-- Extracted material follows --
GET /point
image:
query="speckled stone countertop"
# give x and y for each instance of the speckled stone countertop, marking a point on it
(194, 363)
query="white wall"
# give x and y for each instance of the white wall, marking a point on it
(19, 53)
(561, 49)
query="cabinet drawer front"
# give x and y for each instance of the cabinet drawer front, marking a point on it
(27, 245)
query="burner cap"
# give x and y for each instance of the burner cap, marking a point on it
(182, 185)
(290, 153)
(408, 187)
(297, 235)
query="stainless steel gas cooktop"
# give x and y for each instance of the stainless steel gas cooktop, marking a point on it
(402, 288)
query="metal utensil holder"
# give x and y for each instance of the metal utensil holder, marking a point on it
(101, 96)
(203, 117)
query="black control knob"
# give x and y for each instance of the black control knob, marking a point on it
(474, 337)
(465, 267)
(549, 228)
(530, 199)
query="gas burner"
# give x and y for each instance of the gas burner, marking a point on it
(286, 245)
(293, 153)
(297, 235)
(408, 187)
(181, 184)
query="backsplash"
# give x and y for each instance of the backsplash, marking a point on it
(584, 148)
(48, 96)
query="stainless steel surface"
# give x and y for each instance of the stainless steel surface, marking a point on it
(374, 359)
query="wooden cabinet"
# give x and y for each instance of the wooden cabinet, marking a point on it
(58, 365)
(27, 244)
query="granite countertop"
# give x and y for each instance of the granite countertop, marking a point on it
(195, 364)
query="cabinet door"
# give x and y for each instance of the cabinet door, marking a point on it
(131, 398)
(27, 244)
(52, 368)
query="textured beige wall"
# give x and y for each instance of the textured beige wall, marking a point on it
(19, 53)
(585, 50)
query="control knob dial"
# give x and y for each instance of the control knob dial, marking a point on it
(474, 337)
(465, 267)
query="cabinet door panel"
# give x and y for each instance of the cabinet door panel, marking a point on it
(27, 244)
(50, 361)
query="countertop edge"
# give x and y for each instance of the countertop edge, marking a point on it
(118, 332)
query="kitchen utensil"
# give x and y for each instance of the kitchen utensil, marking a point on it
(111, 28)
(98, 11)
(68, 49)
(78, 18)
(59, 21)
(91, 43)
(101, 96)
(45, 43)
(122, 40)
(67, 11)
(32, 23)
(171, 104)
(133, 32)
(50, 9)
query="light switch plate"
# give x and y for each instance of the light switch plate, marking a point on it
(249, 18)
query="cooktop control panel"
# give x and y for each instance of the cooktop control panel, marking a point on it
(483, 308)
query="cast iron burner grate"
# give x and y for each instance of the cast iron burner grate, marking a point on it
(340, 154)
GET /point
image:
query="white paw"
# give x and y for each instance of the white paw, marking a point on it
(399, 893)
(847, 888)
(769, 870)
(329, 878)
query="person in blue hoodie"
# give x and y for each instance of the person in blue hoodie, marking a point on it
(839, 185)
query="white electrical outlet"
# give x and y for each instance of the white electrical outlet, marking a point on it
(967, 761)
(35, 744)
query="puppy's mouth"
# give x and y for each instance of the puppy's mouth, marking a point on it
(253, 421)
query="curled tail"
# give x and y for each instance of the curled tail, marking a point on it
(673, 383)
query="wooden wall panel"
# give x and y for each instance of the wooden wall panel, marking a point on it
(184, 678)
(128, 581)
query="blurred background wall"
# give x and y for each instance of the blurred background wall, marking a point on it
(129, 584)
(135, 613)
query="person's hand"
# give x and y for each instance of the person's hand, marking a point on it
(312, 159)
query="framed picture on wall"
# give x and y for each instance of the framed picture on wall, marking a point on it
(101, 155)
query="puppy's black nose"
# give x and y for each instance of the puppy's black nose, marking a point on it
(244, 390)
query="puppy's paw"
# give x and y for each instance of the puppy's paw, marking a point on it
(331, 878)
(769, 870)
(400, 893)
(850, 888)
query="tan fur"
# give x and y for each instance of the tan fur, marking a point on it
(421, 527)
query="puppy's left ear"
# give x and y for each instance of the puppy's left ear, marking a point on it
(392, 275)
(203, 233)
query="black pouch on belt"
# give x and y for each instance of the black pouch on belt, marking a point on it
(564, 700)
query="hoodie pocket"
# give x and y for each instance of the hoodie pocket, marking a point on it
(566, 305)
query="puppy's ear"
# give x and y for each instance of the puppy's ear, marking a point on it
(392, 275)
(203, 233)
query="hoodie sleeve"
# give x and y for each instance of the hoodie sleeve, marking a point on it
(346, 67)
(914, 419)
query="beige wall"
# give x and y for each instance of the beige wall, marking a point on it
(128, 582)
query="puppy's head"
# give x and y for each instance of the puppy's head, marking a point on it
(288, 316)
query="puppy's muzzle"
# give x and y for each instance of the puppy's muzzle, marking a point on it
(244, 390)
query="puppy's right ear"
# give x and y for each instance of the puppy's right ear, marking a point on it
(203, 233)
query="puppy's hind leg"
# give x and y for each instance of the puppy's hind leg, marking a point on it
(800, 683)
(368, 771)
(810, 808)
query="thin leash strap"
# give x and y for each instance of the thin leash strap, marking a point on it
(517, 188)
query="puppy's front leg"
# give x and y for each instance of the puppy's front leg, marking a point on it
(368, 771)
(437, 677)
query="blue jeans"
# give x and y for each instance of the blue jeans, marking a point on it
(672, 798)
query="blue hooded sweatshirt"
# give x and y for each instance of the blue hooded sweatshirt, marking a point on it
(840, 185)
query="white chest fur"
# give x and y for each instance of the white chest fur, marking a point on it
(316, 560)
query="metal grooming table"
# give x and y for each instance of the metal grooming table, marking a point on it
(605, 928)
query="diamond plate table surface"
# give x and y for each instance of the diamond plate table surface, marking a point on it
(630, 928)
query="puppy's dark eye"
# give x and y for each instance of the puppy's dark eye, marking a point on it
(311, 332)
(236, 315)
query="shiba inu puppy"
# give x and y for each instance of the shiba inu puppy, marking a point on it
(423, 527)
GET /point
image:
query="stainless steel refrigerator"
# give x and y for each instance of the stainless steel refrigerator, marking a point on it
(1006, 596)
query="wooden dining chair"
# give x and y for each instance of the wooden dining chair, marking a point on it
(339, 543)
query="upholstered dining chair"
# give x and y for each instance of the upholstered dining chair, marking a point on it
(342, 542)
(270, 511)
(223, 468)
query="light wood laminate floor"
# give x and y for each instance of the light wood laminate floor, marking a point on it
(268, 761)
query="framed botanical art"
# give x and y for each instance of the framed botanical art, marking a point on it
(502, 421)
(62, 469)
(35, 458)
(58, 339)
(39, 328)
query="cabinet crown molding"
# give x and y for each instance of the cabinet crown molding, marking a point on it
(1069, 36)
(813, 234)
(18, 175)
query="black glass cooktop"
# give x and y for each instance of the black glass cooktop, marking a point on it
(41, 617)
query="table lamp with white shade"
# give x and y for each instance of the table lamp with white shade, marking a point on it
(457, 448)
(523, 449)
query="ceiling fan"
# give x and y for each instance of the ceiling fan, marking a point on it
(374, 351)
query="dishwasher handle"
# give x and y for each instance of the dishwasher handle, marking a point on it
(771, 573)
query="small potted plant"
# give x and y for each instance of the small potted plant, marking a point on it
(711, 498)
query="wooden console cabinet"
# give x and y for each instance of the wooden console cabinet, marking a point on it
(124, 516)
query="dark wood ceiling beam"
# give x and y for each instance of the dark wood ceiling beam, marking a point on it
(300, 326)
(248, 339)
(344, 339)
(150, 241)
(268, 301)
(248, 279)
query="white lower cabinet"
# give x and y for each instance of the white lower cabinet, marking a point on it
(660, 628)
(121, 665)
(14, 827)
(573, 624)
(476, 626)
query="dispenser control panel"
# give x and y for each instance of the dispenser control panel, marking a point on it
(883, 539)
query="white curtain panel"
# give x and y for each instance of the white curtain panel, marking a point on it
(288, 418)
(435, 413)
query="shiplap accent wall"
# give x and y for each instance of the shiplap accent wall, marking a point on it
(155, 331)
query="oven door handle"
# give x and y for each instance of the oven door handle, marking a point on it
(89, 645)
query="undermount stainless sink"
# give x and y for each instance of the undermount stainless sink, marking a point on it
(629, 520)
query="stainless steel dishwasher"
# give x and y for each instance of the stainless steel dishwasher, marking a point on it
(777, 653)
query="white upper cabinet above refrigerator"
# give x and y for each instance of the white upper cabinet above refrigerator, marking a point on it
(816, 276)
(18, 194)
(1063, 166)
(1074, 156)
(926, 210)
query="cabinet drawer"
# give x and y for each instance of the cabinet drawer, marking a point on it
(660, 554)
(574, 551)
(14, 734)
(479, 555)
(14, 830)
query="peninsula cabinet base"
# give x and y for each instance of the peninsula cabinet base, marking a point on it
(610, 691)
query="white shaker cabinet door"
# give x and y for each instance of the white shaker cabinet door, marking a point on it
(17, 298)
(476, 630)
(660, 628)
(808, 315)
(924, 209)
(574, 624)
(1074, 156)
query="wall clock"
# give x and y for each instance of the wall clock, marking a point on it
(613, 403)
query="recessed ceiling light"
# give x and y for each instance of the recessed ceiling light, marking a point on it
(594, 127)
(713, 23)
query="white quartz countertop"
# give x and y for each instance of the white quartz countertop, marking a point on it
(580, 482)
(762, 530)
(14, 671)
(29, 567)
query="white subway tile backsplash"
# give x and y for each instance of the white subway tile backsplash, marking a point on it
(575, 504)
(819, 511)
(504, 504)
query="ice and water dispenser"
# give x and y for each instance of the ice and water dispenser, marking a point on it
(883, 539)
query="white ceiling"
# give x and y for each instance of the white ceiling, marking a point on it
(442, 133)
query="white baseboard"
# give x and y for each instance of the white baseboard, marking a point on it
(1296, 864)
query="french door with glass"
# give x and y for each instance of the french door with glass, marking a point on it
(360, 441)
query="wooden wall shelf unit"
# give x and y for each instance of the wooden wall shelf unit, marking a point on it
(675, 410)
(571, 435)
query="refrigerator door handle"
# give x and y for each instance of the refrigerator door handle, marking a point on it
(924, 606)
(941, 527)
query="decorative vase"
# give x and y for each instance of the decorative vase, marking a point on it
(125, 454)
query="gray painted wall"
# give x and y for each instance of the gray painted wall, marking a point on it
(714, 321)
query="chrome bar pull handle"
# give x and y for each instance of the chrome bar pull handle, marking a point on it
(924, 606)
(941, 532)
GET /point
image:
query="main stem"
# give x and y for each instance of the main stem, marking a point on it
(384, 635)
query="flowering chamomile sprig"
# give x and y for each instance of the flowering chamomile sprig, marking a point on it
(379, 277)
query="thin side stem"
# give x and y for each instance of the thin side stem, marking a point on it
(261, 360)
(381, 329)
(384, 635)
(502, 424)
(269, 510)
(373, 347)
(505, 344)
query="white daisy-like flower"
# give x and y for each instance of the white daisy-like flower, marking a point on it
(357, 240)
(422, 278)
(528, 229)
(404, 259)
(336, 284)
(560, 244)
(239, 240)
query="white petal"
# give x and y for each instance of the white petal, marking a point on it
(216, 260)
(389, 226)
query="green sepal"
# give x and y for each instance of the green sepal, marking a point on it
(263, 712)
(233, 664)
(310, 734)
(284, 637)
-- Extracted material concluded --
◆ What you should do ◆
Repeat exactly, and only, the lines from the one containing "petal, marking a point on it" through the last line above.

◆ Expected answer ◆
# give x and y for each instance of the white petal, marking a point on it
(216, 260)
(389, 226)
query="green sepal"
# give x and y for each instance of the green sepal, marking a point on it
(263, 712)
(233, 664)
(310, 734)
(284, 637)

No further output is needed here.